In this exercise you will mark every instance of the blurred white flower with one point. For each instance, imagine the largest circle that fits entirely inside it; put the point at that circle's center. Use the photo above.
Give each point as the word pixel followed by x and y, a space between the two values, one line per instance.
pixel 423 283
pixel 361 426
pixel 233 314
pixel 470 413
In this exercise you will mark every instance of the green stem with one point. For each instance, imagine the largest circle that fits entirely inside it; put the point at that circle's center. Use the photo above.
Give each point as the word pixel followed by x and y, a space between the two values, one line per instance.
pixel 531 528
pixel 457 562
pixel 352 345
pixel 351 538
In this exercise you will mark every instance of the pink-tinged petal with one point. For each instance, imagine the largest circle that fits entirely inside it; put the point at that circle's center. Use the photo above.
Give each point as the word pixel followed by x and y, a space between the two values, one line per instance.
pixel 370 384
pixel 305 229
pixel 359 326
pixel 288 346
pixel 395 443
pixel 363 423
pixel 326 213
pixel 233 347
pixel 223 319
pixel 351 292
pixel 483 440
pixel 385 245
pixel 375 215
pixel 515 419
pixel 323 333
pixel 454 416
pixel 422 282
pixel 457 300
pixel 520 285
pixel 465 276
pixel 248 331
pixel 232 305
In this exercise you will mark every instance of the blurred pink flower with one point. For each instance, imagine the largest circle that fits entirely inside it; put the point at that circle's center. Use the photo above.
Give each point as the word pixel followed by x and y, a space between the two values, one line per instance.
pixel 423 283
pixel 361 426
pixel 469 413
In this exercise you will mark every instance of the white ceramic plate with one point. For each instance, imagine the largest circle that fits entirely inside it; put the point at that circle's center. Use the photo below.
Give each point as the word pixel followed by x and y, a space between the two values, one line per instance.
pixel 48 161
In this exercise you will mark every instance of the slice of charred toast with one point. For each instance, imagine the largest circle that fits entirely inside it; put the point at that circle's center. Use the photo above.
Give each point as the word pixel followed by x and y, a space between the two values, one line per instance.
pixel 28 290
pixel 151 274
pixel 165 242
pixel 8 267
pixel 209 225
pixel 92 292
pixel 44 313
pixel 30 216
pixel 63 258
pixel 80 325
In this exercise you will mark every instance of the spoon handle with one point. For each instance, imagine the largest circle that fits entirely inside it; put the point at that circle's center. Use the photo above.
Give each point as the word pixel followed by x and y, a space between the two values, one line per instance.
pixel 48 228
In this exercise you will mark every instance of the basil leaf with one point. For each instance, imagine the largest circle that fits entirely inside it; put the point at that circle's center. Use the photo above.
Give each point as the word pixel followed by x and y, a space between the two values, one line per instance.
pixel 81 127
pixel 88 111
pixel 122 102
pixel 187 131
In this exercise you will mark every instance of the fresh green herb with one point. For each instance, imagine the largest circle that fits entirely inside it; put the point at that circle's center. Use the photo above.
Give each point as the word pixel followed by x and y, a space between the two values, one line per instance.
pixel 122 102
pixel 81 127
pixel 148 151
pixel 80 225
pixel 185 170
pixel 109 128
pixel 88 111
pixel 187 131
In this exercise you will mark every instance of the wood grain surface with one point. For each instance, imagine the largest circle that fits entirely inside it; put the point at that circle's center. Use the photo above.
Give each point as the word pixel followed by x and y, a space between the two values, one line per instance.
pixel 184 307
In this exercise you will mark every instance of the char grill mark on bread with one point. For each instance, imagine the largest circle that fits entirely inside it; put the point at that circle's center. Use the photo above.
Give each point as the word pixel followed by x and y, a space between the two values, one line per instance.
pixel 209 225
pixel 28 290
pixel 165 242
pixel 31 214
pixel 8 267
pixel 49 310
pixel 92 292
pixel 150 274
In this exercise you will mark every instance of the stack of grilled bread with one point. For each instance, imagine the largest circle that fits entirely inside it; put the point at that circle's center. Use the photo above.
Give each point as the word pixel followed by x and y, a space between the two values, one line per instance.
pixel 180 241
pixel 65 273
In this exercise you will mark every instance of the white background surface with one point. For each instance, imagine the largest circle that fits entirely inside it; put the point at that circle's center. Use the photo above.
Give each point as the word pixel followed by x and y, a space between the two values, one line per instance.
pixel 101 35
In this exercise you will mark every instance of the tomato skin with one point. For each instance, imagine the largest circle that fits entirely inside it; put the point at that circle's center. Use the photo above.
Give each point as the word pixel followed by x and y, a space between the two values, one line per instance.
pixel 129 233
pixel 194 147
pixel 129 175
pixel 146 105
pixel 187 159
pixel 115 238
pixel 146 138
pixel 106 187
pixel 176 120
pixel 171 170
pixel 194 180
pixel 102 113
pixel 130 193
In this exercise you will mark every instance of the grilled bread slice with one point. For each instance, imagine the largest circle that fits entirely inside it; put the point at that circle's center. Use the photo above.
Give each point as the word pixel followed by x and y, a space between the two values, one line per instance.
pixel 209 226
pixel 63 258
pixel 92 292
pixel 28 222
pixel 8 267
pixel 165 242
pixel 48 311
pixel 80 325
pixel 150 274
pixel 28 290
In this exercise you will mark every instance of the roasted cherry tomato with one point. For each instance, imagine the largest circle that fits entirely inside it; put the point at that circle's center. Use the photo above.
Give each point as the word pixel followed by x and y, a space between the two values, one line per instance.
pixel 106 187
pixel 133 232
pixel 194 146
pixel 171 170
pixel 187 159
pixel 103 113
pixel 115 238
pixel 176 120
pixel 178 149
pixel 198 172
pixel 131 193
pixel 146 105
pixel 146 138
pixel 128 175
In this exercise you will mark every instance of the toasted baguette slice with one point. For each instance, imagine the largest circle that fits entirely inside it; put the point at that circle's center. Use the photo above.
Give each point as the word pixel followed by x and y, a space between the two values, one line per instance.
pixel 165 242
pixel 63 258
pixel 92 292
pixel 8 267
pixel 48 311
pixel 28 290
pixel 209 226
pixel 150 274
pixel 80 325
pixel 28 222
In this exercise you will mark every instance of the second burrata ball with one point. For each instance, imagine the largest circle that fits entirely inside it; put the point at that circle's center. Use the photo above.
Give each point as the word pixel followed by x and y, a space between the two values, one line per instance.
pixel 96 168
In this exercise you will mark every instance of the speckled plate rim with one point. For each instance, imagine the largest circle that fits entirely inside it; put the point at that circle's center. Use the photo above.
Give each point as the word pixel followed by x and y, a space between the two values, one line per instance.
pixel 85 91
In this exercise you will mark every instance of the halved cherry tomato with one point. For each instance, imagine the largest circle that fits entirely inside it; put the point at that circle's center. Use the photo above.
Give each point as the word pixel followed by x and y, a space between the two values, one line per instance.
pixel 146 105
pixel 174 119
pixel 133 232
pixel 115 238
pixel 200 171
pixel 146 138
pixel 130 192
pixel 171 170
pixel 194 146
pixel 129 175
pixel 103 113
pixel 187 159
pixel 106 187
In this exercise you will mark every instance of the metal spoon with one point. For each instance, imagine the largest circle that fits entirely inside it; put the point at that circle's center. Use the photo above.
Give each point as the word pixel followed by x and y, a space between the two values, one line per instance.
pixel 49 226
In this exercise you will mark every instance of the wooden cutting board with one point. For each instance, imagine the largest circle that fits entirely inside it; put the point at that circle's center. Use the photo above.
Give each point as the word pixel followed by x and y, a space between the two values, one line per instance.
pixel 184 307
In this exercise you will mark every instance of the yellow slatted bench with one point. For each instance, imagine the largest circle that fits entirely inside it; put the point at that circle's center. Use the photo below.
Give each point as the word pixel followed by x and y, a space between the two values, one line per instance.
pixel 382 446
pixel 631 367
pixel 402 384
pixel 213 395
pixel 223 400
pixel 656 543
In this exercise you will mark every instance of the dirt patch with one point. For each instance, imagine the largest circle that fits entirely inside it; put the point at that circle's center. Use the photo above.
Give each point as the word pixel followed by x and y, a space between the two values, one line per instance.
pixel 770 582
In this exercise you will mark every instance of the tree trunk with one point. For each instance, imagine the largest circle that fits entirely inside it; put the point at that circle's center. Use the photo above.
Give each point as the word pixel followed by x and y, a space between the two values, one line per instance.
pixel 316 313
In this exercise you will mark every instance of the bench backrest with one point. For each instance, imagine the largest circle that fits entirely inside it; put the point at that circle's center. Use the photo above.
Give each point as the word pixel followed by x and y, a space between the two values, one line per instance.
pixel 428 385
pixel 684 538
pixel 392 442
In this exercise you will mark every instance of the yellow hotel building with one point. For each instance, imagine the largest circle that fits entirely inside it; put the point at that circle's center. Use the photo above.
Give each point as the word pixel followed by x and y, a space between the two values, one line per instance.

————

The answer must be a verbatim transcription of the entries above, from the first line through the line that contains "In this exercise you will mark every instance of the pink-tinged", and nothing more.

In this exercise you will mark every instance of the blurred white flower with one point. For each instance, imagine the largest circle that fits entirely inside it; put the point at that circle's center. Use the photo above.
Give each point as the word pixel followed by x and y, a space between the two values, one line per instance.
pixel 423 283
pixel 361 426
pixel 233 314
pixel 470 413
In this exercise you will mark every instance of the green stem with one point. For each instance, imagine the largest circle that fits entirely inside it; put the point at that circle's center. Use the photo above.
Give each point as the word pixel followed by x and y, a space between the two values, one line per instance.
pixel 531 528
pixel 457 562
pixel 352 345
pixel 351 538
In this exercise you will mark every instance of the pink-tinged petal with one point. For each instance, imagine the largest circle that fits entirely inside it; put the point at that circle's center. Use the photo above.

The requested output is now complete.